Extract to read:

========

Net loss for the nine month period ended September 30, 2013 was $2,175,555 compared to $7,355,368 net loss for the nine month period ended September 30, 2012. The loss is less in 2013 due to the $5,903,000 impairment recorded in 2012 for which there was no additional amount in 2013, plus a decrease in legal and consulting fees (recorded in General and Administrative expenses), offset to a certain extent by derivative expense of $283,352, which the Company did not have last year, and an increase in interest expense of 260,868 which reflects the cost of the financings entered into in 2013.

 

Liquidity and Capital Resources

 

As of September 30, 2013, the total liabilities were $3,270,970, excluding the stock issuance liability, compared to $1,570,284 as of December 31, 2012. The major reasons for the increase in the liabilities is the $450,000 draw on the line-of-credit, the increase in accruals for the litigation settlement, and an increase of over $900,000 in accounts payable. The Company’s assets were $3,279,351 at September 30, 2013 compared to $2,309,699 at December 31, 2012. The increase in the assets is from fixed asset purchases funded by the increase in accounts payable.

 

Cash Requirements

 

Our cash on hand as of September 30, 2013 was $8,600 compared to $17,089 as of December 31, 2012. The Company has incurred a net loss of $2,175,555 for the nine month period ended September 30, 2013 compared to a net loss of $7,355,368 for the nine month period ended September 30, 2012 and at September 30, 2013 had an accumulated deficit of $21,996,778 as compared to $19,821,223 at December 31, 2012. While the Company has recognized revenues from operations, the revenues generated are not sufficient to sustain operations. The Company does not have sufficient funds to acquire new business assets or maintain its existing operations at this time. Management’s plan is to raise equity and/or debt financing as required but there is no certainty that such financing will be available or that it will be available at acceptable terms. The outcome of these matters cannot be predicted at this time.

 

Off-Balance Sheet Arrangements

 

We have no significant off-balance sheet arrangements that have or are reasonably likely to have a current or future effect on our financial condition, changes in financial condition, revenues or expenses, results of operations, liquidity, capital expenditures or capital resources that are material to stockholders.

 

Contractual Obligations

 

We are a smaller reporting company as defined by Rule 12b-2 of the Securities Exchange Act of 1934 and are not required to provide the information under this item.

 

Future Financings

 

We will continue to rely on equity sales of our common shares and debt proceeds in order to continue to fund our business operations. Issuances of additional shares will result in dilution to existing stockholders. There is no assurance that we will achieve any additional sales of the equity securities or arrange for debt or other financing to fund our operations and other activities.

 

Critical Accounting Policies

 

Our financial statements and accompanying notes have been prepared in accordance with United States generally accepted accounting principles applied on a consistent basis. The preparation of financial statements in conformity with U.S. generally accepted accounting principles requires management to make estimates and assumptions that affect the reported amounts of assets and liabilities, the disclosure of contingent assets and liabilities at the date of the financial statements and the reported amounts of revenues and expenses during the reporting periods.

========

Supplied data:
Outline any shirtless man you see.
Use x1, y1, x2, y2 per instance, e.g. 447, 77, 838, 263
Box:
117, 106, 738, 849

========

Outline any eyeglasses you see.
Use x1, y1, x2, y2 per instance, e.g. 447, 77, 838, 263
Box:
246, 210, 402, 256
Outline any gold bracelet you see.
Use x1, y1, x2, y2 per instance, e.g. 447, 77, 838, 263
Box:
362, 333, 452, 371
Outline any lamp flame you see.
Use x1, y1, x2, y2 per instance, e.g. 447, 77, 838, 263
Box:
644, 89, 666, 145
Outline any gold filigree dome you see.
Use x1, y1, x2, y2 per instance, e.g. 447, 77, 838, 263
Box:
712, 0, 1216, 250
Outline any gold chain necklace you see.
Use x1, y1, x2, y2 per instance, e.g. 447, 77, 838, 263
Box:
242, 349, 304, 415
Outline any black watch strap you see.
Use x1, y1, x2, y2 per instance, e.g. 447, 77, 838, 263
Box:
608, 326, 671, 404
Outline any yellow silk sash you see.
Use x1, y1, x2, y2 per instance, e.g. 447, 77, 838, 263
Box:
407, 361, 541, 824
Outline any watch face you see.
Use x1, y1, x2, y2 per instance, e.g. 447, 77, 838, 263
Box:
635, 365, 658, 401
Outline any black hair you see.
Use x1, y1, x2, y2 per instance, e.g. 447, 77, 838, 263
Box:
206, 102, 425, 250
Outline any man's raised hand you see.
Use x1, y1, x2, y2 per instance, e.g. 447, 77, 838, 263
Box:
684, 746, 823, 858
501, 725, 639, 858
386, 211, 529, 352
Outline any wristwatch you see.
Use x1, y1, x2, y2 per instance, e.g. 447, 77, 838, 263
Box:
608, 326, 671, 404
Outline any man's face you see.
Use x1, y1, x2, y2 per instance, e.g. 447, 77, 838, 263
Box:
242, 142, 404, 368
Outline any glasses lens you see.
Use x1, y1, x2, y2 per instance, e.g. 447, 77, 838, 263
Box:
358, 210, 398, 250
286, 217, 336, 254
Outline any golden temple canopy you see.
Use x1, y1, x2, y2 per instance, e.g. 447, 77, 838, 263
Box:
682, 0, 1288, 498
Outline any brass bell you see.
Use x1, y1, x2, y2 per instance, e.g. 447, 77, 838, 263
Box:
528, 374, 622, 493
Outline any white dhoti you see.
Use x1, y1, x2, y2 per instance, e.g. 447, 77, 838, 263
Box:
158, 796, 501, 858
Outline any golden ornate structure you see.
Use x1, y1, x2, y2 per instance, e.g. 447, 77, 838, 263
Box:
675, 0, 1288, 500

========

Required actions:
1 - In the records, change "shirtless man" to "bare-chested man" in the lines starting with the line that contains "Outline any shirtless man you see." and going through the line that contains "117, 106, 738, 849". Leave everything else as it is.
2 - Take the company's report on its 2013 nine-month financial results further, writing on from where it stops.
The text and the records come from unrelated sources.

Results:
1 -
Outline any bare-chested man you see.
Use x1, y1, x2, y2 per instance, e.g. 447, 77, 838, 263
Box:
117, 106, 738, 849

2 -
We regularly evaluate the accounting policies and estimates that we use to prepare our financial statements. In general, management's estimates are based on historical experience, information from third party professionals, and various other assumptions that are believed to be reasonable under the facts and circumstances. Actual results could differ from those estimates made by management.

 

Recently Issued Accounting Pronouncements

The Company has implemented all new accounting pronouncements that are in effect and that may impact its financial statements and does not believe that there are any other new accounting pronouncements that have been issued that might have a material impact on its financial position or results of operations.

ITEM 3. QUANTITATIVE AND QUALITATIVE DISCLOSURES ABOUT MARKET RISK

 

We are a smaller reporting company as defined by Rule 12b-2 of the Securities Exchange Act of 1934 and are not required to provide the information under this item.

 

ITEM 4. CONTROLS AND PROCEDURES

 

(a) Evaluation of disclosure controls and procedures. Our Chief Executive Officer and Principal Financial Officer, after evaluating the effectiveness of our "disclosure controls and procedures" (as defined in the Securities Exchange Act of 1934, as amended (“Exchange Act”) Rules 13a-15(e) and 15d-15(e)) as of the end of the period covered by this quarterly report (the "Evaluation Date"), has concluded that as of the Evaluation Date, our disclosure controls and procedures were effective enough to provide reasonable assurance that information we are required to disclose in reports that we file or submit under the Exchange Act is recorded, processed, summarized and reported within the time periods specified in the Securities and Exchange Commission rules and forms, and that such information is accumulated and communicated to our management, including our Chief Executive Officer and Chief Financial Officer, as appropriate, to allow timely decisions regarding required disclosure.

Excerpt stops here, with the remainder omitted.